--- Stated goal ---
Revise the material below by replacing each "Locate" with "Find", leaving every other line and word unchanged.

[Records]
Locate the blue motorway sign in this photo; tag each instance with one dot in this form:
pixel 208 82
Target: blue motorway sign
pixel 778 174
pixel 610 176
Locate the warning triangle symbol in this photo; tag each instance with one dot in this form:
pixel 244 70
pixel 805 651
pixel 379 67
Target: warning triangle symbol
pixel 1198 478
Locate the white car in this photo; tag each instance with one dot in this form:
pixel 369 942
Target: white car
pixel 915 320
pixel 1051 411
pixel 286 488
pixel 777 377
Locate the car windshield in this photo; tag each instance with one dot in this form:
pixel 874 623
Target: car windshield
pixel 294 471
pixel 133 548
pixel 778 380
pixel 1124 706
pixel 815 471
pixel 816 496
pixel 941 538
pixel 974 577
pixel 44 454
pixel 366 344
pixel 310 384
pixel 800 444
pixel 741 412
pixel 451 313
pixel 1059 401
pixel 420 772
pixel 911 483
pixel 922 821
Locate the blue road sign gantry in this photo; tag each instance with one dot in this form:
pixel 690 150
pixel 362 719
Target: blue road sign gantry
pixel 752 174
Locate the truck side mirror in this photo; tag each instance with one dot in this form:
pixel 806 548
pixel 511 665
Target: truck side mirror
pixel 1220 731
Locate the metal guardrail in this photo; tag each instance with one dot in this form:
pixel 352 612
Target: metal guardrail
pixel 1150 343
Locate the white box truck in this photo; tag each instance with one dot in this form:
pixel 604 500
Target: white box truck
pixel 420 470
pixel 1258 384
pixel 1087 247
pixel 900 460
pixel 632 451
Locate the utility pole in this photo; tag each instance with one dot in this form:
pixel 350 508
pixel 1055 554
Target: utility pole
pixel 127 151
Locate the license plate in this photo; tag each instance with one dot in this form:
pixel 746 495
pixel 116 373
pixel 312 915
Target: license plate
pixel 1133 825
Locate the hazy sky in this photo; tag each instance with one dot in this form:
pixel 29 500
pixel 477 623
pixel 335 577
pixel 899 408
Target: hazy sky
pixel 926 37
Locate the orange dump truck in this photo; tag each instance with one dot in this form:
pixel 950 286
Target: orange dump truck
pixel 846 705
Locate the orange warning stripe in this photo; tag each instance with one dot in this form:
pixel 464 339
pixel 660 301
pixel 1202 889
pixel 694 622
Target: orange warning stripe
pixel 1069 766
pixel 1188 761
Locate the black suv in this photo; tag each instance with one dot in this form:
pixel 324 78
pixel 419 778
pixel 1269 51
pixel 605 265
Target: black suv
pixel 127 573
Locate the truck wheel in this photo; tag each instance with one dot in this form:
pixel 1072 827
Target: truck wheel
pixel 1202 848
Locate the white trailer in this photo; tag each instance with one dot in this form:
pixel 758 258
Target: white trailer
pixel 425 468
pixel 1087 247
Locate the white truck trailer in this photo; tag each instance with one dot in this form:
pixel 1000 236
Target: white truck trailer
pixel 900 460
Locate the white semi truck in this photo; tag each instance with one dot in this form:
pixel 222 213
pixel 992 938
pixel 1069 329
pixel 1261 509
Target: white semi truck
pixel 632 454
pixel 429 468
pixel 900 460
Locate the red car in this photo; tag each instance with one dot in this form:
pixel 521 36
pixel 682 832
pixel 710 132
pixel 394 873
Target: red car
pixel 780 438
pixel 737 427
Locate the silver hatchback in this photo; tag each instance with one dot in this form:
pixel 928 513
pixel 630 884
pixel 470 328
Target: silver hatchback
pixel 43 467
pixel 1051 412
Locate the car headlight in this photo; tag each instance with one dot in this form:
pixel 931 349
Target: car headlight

--- Finished exercise ---
Find the blue motorway sign in this photo; tag each instance with one dot in this form:
pixel 208 82
Target: blue motorway sign
pixel 778 174
pixel 610 176
Find the warning triangle symbol in this photo; tag each instance with one dot in this form:
pixel 244 70
pixel 805 651
pixel 379 67
Target: warning triangle symbol
pixel 1198 478
Find the white car in this photo; tag each instance with one dot in this form:
pixel 369 942
Target: white car
pixel 915 320
pixel 1051 411
pixel 286 488
pixel 777 377
Find the car windshield in this photo; tag each instance with one dot in this form:
pixel 874 623
Target: car windshield
pixel 294 471
pixel 133 548
pixel 778 380
pixel 1124 706
pixel 815 471
pixel 816 496
pixel 941 538
pixel 974 577
pixel 44 454
pixel 366 344
pixel 310 384
pixel 800 444
pixel 741 412
pixel 451 313
pixel 1059 401
pixel 420 772
pixel 911 483
pixel 922 821
Find the blue road sign gantry in this photo; tag each instance with one dot in this form:
pixel 690 150
pixel 362 719
Target: blue road sign gantry
pixel 752 174
Find the truck side mirror in this photo; tag each instance with one dot in this form:
pixel 806 548
pixel 511 665
Target: truck side mirror
pixel 1220 731
Find the metal guardrail in this photo; tag each instance with one dot in this form:
pixel 352 612
Target: metal guardrail
pixel 1150 343
Find the white box truck in this photo; tag each instance with one dot in this form:
pixel 604 500
Target: white box truck
pixel 420 470
pixel 1258 384
pixel 1087 247
pixel 900 460
pixel 632 451
Find the utility pole in this photo; tag each instance with one dot in this form:
pixel 350 508
pixel 1055 554
Target: utility pole
pixel 127 151
Find the license plate in this photo; tag each instance with one dot in this form:
pixel 746 495
pixel 116 373
pixel 312 915
Target: license plate
pixel 1133 825
Find the hazy sky in this photo; tag each instance with one dot in this form:
pixel 29 500
pixel 477 623
pixel 335 577
pixel 899 408
Target: hazy sky
pixel 926 37
Find the orange dump truck in this photo; tag each instance with one dot in this form:
pixel 950 286
Target: orange dump truck
pixel 846 705
Find the orange warning stripe in this photo; tag each instance with one dot in this form:
pixel 464 339
pixel 660 301
pixel 1202 889
pixel 694 622
Target: orange warning stripe
pixel 1069 766
pixel 1188 761
Find the black suv in this photo; tag each instance with one dot in this form:
pixel 324 78
pixel 419 778
pixel 1269 51
pixel 605 265
Target: black suv
pixel 127 573
Find the truck wheel in this photo; tag each instance with one dot in this form:
pixel 1072 827
Target: truck wheel
pixel 1202 848
Find the white trailer in this photo; tag each instance with one dot in this form:
pixel 758 258
Target: white trailer
pixel 425 468
pixel 1087 247
Find the white truck trailer in this photo; tag each instance with one dot in this form:
pixel 1000 236
Target: white truck trailer
pixel 900 460
Find the white semi truck in this photo; tag each instance with one dot in this form:
pixel 222 213
pixel 992 938
pixel 1069 329
pixel 1261 509
Target: white semi truck
pixel 632 454
pixel 429 468
pixel 900 460
Find the red car in this photo; tag each instance with one dot in this form:
pixel 521 36
pixel 682 832
pixel 710 132
pixel 394 873
Target: red car
pixel 780 438
pixel 737 427
Find the silver hatchback in this photo; tag each instance with one dot in this form:
pixel 928 513
pixel 630 884
pixel 470 328
Target: silver hatchback
pixel 43 467
pixel 1051 412
Find the car headlight in this photo; tag each instance with one dot in this form:
pixel 931 349
Target: car headlight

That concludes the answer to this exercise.